Problem to solve:
Return every line of the records that includes the string "water".

Recorded information:
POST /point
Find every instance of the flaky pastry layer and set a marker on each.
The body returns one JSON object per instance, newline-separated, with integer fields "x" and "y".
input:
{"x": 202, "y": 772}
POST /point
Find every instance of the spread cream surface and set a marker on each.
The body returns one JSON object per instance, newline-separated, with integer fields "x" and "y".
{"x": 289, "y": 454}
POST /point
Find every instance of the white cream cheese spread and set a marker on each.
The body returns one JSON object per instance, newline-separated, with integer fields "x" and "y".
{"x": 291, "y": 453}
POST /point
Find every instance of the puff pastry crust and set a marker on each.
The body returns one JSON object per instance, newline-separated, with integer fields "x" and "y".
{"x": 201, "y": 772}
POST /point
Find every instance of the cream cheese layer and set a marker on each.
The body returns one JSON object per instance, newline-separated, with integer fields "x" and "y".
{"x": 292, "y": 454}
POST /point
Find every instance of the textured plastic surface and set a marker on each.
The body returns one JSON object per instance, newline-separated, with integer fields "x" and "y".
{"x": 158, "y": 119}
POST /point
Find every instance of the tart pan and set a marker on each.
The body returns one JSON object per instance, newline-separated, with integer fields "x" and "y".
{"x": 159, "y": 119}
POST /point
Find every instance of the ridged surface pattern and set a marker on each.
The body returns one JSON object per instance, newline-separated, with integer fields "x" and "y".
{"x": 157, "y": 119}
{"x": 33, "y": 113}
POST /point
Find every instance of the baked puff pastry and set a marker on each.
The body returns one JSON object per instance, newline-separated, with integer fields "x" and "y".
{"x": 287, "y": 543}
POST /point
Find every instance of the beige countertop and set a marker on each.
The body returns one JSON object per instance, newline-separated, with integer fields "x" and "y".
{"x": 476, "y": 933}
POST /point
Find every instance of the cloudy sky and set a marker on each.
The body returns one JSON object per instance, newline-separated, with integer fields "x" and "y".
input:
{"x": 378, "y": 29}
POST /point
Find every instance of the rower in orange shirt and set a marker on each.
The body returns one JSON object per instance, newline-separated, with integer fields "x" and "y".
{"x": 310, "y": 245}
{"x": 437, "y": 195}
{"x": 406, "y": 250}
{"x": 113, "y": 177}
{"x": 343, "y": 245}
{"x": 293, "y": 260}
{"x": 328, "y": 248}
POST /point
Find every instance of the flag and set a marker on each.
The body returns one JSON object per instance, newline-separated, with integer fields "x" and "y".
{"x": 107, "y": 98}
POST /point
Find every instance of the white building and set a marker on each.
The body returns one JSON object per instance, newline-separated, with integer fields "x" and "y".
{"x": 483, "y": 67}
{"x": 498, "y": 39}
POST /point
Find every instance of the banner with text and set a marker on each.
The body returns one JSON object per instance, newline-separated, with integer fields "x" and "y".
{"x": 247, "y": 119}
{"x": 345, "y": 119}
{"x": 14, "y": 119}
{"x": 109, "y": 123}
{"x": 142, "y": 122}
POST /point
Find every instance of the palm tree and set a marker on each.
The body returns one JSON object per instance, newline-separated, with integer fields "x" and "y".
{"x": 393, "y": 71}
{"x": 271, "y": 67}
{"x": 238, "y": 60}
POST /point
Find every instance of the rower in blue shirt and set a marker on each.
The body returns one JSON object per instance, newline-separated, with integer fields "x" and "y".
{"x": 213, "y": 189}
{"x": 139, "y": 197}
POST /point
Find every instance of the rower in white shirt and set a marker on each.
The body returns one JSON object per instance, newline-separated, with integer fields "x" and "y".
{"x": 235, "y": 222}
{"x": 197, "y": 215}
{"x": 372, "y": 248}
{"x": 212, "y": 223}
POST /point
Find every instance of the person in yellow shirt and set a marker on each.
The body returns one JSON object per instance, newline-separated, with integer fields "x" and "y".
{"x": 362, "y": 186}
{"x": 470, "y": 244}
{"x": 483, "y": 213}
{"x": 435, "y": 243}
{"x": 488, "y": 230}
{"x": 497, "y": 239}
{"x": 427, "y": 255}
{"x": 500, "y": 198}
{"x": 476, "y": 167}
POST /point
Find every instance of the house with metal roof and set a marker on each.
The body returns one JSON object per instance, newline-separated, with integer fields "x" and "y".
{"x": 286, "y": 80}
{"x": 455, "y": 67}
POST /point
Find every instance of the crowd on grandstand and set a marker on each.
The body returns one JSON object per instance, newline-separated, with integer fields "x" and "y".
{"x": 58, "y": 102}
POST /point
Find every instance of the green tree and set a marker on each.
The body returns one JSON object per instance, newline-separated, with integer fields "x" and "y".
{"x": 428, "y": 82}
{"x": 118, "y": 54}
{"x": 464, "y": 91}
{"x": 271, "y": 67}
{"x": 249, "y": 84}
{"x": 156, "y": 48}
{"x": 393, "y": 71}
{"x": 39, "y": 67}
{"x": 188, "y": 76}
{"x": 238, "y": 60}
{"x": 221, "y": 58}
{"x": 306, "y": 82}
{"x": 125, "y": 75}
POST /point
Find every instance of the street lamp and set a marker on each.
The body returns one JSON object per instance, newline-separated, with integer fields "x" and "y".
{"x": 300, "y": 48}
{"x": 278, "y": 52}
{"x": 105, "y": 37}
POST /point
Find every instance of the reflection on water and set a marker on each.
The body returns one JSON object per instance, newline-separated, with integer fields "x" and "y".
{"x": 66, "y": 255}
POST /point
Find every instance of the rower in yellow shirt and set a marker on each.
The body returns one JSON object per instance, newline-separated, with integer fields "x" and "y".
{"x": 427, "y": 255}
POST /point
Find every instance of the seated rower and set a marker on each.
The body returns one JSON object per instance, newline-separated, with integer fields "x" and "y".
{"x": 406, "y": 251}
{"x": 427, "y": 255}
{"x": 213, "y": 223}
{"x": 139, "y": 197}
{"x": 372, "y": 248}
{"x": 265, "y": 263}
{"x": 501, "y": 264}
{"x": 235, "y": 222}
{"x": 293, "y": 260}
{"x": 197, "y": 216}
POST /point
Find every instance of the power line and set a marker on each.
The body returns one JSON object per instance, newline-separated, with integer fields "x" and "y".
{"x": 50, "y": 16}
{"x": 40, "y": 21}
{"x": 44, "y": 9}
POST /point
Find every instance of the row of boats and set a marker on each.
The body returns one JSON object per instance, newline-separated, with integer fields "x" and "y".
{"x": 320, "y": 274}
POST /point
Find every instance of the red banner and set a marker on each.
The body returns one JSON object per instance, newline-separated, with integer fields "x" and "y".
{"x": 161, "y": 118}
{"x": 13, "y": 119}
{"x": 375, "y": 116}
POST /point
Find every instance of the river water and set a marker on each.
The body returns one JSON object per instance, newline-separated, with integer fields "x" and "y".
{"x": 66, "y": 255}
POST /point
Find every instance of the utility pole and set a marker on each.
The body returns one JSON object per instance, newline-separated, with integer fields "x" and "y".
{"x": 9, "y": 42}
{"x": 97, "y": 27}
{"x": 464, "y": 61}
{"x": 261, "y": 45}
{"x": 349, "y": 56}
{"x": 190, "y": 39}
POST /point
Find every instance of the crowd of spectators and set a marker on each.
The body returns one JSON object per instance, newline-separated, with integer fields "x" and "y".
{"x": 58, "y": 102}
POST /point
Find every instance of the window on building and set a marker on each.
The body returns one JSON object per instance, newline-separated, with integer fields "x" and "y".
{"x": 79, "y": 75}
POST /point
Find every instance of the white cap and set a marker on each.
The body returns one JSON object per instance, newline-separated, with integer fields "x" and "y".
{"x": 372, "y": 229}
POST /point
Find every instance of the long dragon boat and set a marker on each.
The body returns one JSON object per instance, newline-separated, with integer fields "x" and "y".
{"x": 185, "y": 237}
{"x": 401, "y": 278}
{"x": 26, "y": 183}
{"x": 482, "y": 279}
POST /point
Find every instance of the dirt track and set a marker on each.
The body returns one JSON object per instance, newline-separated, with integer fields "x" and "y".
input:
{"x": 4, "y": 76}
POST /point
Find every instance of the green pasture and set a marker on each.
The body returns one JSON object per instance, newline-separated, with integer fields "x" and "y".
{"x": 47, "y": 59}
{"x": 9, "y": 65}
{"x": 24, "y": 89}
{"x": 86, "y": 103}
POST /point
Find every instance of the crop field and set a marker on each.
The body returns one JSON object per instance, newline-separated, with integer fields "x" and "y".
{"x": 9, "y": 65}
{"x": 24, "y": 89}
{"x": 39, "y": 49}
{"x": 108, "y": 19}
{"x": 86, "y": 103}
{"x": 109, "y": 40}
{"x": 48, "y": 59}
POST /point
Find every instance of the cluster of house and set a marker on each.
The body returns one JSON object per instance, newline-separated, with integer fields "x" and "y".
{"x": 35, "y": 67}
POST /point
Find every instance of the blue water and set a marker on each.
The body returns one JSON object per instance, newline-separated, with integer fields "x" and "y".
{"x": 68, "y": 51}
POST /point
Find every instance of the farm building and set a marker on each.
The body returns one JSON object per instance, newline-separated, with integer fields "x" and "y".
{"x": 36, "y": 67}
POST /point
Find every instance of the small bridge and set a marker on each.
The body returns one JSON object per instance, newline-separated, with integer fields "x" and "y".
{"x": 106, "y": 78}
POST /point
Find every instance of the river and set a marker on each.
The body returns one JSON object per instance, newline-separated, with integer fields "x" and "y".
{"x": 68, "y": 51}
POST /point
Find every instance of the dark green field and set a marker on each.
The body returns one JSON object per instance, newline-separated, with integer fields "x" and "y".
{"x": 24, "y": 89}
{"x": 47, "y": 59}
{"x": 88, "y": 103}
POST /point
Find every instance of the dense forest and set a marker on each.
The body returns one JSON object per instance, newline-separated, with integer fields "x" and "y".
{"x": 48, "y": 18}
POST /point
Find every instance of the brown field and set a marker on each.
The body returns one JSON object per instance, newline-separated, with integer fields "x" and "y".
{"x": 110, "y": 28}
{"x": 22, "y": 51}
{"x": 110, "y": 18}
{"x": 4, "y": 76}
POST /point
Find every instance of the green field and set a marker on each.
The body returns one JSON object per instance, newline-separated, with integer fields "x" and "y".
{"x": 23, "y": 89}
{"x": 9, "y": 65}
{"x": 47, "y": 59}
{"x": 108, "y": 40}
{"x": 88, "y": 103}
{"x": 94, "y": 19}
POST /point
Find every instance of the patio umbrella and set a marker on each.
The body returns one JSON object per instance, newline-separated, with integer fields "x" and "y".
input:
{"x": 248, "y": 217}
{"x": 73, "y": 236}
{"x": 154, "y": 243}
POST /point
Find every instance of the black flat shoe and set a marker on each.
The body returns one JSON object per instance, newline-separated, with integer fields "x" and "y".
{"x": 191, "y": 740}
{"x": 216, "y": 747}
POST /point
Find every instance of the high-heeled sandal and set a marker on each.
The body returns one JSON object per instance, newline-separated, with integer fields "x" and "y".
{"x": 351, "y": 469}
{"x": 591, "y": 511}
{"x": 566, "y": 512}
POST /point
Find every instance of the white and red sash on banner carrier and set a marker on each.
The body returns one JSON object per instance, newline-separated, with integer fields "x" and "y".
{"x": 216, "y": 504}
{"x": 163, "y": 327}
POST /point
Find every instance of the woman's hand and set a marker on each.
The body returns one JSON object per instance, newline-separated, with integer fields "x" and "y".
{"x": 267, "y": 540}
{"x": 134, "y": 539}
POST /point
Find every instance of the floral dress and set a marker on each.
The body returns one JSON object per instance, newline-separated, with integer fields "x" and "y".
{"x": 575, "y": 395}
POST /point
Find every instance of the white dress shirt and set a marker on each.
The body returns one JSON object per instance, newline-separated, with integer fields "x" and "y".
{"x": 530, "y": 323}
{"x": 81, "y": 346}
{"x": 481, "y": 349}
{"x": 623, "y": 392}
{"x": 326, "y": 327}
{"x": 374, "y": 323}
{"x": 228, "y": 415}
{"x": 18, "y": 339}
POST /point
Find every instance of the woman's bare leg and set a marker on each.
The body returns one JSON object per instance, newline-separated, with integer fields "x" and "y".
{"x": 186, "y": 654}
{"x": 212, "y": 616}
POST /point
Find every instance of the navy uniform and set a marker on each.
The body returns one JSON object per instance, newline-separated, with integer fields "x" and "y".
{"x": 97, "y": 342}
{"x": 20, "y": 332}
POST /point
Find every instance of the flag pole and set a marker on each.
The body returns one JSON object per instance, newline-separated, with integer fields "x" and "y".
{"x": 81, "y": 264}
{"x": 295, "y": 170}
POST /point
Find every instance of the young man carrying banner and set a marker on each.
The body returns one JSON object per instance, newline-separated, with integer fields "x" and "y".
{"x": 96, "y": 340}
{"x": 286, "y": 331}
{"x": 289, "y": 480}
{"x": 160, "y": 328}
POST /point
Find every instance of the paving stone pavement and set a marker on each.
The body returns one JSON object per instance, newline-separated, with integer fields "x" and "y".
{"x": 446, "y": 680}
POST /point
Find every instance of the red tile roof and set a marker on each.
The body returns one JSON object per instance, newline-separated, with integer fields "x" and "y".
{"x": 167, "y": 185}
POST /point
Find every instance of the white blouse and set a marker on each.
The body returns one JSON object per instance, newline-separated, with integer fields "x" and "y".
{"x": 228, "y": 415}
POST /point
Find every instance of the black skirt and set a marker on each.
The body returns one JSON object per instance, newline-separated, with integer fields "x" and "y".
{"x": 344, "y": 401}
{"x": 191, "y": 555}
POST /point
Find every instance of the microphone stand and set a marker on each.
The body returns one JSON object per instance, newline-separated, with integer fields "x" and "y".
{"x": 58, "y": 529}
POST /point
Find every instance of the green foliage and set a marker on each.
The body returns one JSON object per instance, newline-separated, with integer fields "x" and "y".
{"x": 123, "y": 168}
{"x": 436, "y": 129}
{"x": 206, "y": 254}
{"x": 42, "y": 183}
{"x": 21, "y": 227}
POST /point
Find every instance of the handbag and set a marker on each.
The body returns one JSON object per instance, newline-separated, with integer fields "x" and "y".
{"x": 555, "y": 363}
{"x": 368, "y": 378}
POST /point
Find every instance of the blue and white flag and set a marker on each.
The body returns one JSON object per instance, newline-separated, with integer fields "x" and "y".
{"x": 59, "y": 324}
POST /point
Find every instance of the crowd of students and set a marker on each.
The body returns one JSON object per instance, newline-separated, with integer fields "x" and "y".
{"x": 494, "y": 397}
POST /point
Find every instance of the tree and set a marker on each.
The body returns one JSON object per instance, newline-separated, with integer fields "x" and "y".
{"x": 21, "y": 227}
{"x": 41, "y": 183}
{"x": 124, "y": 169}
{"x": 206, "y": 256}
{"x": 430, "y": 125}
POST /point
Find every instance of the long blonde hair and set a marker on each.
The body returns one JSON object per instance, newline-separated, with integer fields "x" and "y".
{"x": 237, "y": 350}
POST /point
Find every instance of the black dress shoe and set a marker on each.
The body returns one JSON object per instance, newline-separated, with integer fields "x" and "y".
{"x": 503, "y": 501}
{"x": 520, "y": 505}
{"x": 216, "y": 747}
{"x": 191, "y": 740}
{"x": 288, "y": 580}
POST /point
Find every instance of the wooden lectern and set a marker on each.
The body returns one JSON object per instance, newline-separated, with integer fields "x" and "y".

Response below:
Find every instance of the reflection on water and set a marker on each.
Find every instance of the river water and set a marker on each.
Find every instance of the blue water and set a marker on each.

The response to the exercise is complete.